* [EXERCISE INSTRUCTIONS] Set down a faithful copy of every record, and skip the pictures in it.

== == ==

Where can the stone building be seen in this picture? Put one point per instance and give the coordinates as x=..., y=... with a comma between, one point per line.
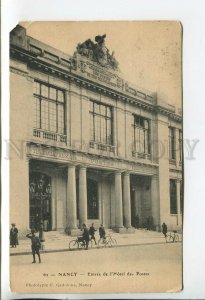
x=86, y=145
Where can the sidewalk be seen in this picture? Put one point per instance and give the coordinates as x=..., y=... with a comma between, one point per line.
x=58, y=241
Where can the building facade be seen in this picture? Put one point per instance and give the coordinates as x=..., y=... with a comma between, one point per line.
x=86, y=145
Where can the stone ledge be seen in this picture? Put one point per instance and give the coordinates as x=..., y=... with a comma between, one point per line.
x=124, y=230
x=73, y=232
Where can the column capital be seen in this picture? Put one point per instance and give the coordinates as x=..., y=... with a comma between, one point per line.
x=118, y=172
x=71, y=165
x=126, y=173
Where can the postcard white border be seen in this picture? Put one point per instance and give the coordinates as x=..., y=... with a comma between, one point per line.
x=191, y=15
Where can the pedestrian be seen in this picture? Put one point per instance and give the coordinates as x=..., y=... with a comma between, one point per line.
x=35, y=245
x=102, y=232
x=13, y=235
x=86, y=236
x=92, y=232
x=164, y=229
x=45, y=224
x=37, y=221
x=137, y=221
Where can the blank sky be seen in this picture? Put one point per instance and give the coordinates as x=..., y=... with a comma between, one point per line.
x=148, y=52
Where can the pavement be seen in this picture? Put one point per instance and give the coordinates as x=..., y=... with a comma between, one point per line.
x=59, y=241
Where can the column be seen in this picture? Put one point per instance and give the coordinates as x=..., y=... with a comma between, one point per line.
x=126, y=200
x=19, y=194
x=82, y=196
x=178, y=204
x=155, y=201
x=118, y=201
x=71, y=198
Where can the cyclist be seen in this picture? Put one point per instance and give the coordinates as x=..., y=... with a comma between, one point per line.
x=85, y=236
x=92, y=232
x=102, y=232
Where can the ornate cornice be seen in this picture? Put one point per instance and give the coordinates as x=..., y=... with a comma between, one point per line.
x=56, y=68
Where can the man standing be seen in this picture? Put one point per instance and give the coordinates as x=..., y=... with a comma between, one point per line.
x=92, y=232
x=164, y=229
x=86, y=236
x=35, y=245
x=102, y=232
x=13, y=235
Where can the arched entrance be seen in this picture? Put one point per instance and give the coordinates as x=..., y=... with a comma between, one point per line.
x=40, y=200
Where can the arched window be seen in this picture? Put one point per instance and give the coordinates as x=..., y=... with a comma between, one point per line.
x=92, y=197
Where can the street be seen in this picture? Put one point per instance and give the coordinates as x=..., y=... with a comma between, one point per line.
x=140, y=268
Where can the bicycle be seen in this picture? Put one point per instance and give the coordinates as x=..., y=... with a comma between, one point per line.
x=107, y=241
x=79, y=243
x=172, y=237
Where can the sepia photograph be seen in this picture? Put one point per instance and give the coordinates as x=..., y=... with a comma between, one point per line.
x=96, y=160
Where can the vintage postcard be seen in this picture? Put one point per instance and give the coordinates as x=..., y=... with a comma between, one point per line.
x=96, y=164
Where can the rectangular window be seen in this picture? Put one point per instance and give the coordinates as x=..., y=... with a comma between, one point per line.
x=172, y=143
x=141, y=135
x=181, y=198
x=101, y=123
x=49, y=108
x=173, y=196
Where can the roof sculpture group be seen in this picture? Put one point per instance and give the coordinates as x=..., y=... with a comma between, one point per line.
x=97, y=52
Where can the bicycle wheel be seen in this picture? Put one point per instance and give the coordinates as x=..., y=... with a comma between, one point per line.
x=176, y=238
x=113, y=242
x=169, y=238
x=73, y=245
x=91, y=243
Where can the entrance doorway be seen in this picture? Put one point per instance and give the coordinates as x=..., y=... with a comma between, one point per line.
x=40, y=200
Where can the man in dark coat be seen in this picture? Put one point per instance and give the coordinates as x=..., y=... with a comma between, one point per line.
x=164, y=229
x=102, y=232
x=13, y=235
x=92, y=232
x=35, y=245
x=86, y=236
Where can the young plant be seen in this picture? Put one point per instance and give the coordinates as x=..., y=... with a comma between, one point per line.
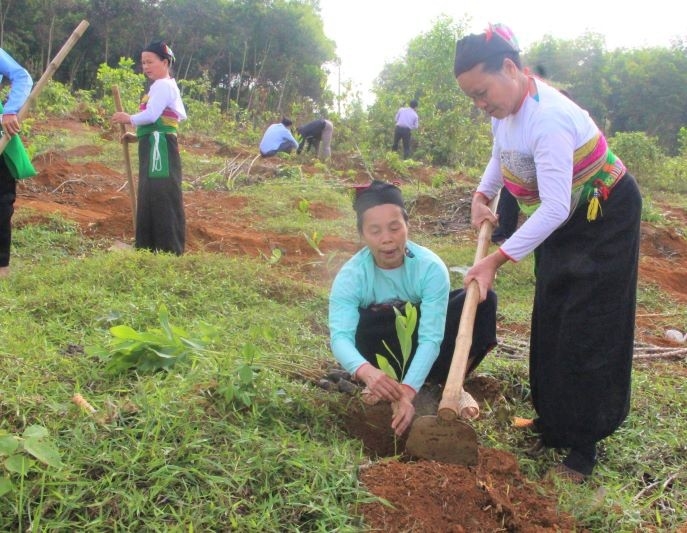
x=16, y=453
x=152, y=350
x=405, y=327
x=304, y=206
x=314, y=241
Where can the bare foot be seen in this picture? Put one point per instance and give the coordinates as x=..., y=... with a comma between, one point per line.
x=469, y=409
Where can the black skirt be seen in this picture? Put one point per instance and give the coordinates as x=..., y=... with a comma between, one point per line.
x=160, y=219
x=583, y=321
x=378, y=324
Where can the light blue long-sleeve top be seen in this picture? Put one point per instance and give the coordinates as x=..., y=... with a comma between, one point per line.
x=422, y=279
x=274, y=136
x=20, y=81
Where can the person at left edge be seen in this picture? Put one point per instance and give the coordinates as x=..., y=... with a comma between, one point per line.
x=14, y=163
x=278, y=138
x=388, y=272
x=160, y=219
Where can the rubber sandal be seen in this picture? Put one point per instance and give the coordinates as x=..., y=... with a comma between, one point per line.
x=467, y=406
x=565, y=473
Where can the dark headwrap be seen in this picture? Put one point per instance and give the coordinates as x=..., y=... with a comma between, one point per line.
x=162, y=49
x=376, y=193
x=477, y=48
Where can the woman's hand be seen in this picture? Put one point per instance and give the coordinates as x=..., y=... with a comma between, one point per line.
x=403, y=412
x=479, y=211
x=484, y=272
x=129, y=137
x=379, y=383
x=120, y=117
x=10, y=123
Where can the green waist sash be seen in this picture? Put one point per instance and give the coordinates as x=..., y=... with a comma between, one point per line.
x=158, y=164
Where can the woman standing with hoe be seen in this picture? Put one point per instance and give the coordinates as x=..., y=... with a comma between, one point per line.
x=584, y=217
x=160, y=220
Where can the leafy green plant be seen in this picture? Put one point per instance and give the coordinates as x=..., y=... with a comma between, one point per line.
x=152, y=350
x=304, y=206
x=405, y=327
x=16, y=452
x=123, y=76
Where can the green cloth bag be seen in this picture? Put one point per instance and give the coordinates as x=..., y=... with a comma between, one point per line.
x=17, y=158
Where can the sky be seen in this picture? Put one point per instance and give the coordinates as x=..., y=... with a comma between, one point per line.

== == ==

* [RESULT]
Where can the stone building be seen in this picture? Put one point per instance and give the coordinates as x=..., y=... with a comma between, one point per line.
x=86, y=145
Where can the sidewalk be seen in this picture? Put one point per instance and give the coordinates as x=..., y=... with a comma between, one point per line.
x=58, y=241
Where can the building facade be seen in this picture? Put one point per instance and give the coordinates as x=..., y=... with a comma between, one point per line.
x=86, y=145
Where can the stone ledge be seen in this picture? Put one point per instance and give the coordinates as x=..., y=... with a comma between, one point per line.
x=124, y=230
x=73, y=232
Where can the column capital be seen in this picture? Put one point per instance and give the coordinates as x=..., y=... with a comma between, one point per line.
x=118, y=172
x=71, y=165
x=126, y=173
Where can the postcard white border be seen in this picture? Put one point per instance and give the coordinates as x=..., y=... with a comma between, one point per line.
x=191, y=15
Where can the pedestrian be seen in this picture? Put one point per instance and give the coordinates as x=..., y=... with a comma between, one point per line.
x=35, y=245
x=102, y=232
x=13, y=235
x=86, y=236
x=92, y=232
x=164, y=229
x=45, y=224
x=37, y=221
x=137, y=221
Where can the blank sky be seen in this picture? Put one point per instance and give the coordinates as x=..., y=... with a comma between, one point per line.
x=148, y=52
Where can the pavement be seen in this picture? Put one point per instance and give the coordinates as x=..., y=... with a comma between, one point per line.
x=59, y=241
Where can the column be seen in this picture? Put one point per instance and give the coordinates as x=..., y=... with a comma between, one point per line.
x=126, y=200
x=19, y=194
x=82, y=196
x=178, y=204
x=155, y=201
x=118, y=201
x=71, y=198
Where can the cyclist be seen in this picture? Put one point per instance and give the coordinates as x=..., y=... with a comma between, one point per line.
x=85, y=236
x=92, y=232
x=102, y=232
Where can the ornate cornice be seen in this picture? Put one point per instance and give the coordinates as x=..., y=... with a comma between, one point per line.
x=56, y=68
Where can the man standing be seen in this picture? Put one point per instance and give the coordinates as x=..., y=... with a comma between, one point per line.
x=92, y=232
x=164, y=229
x=86, y=236
x=35, y=245
x=102, y=232
x=13, y=235
Where can the arched entrance be seen in this picture? Put one point per instance and give the coordinates as x=..., y=... with a comma between, one point per line.
x=40, y=200
Where can the arched window be seen in this picture? Put one point per instance and give the coordinates as x=..., y=... with a comma between, one point per line.
x=92, y=197
Where can the street be seen in this picture? Put one point per instance and give the coordinates as x=..., y=... with a comma between, one point per line.
x=140, y=268
Where can the bicycle be seen in this picture? Put one point per instance and give the coordinates as x=..., y=... with a comma between, one point per line.
x=107, y=241
x=79, y=243
x=172, y=237
Where can the sepia photograph be seen in this picture? Put one point per instance and give the coordinates as x=..., y=... with a comma between, one point per line.
x=96, y=160
Where can the vintage postcard be seen in this picture? Put one point per instance and give the coordinates as x=..., y=... with a comma between, one point per line.
x=96, y=164
Where can the rectangular window be seen in this picture? Put one point per instance and give the coordinates as x=..., y=... with a comma between, one point per line.
x=172, y=143
x=141, y=135
x=181, y=198
x=101, y=123
x=49, y=108
x=173, y=196
Where can the roof sculpture group be seen in this picture? Put one point per instance and give the coordinates as x=..., y=... with a comma between, one point per line.
x=97, y=52
Where can the bicycle wheel be seen in this picture? Put one point per instance and give the coordinates as x=..., y=... with a comma between, one point per line.
x=176, y=238
x=113, y=242
x=169, y=238
x=73, y=245
x=91, y=243
Where can the entrance doorway be seen in this picture? Put one point per instance and give the coordinates as x=..., y=... with a comma between, one point per line.
x=40, y=200
Where can the man in dark coat be seen in this picture? Put one point per instance and give the coordinates as x=..., y=... with a comma between, one point per line.
x=164, y=229
x=102, y=232
x=13, y=235
x=92, y=232
x=35, y=245
x=86, y=236
Where can the young plant be seen in this picture? Put one point per instance and give the coordinates as x=..., y=... with a comma between, one point per line.
x=16, y=453
x=152, y=350
x=405, y=327
x=304, y=206
x=314, y=241
Where can the bare foot be seen in this picture? Put one point per instance and give the coordinates as x=..., y=... with a comma between, one point per line.
x=469, y=409
Where can the black skirt be seen in this picture? Put one point per instance and give the coordinates as x=..., y=... with a comma between, one point per line.
x=160, y=219
x=583, y=321
x=378, y=324
Where can the light blue long-sleeve top be seen in this picture? Put one point per instance and give the coordinates as x=..., y=... with a comma between, one point per line.
x=422, y=279
x=274, y=136
x=20, y=81
Where can the person at left edge be seen in this picture? Put one point per instance and give the coordinates as x=..., y=... with a comma between, one point per line.
x=14, y=163
x=278, y=138
x=388, y=272
x=160, y=219
Where can the rubber sandal be seen in this picture? Put one point per instance and give the coordinates as x=..., y=... with a comma between, one point per line.
x=467, y=406
x=565, y=473
Where can the dark headwrap be seen in this picture? Put one point per instance and give the coordinates as x=..., y=... with a comma between, one point per line.
x=162, y=49
x=376, y=193
x=477, y=48
Where can the woman's hand be seen in this picture? Put one point per instance and give the coordinates as x=..., y=... with a comma between, one point per line.
x=403, y=412
x=479, y=211
x=484, y=272
x=129, y=137
x=379, y=383
x=120, y=117
x=10, y=123
Where can the green waist sash be seen in this picture? Put one point per instance and give the coordinates as x=..., y=... with a comma between, one point per line.
x=158, y=164
Where can the woman standing with hoe be seen in this picture? Put one point per instance and give the coordinates as x=..., y=... with a comma between, one point per line.
x=584, y=217
x=160, y=220
Where can the leafy green plant be seen in this picture? Put one point per instance and give the coordinates as x=..., y=... with a comma between, one point per line.
x=152, y=350
x=304, y=206
x=405, y=327
x=16, y=452
x=123, y=76
Where can the green cloth bag be seen in this picture? Put one point per instance and give the coordinates as x=..., y=... with a comma between, one point per line.
x=17, y=158
Where can the sky be seen in this picture? Put one point per instance and give the coordinates as x=..., y=... with a comma between, one point per line.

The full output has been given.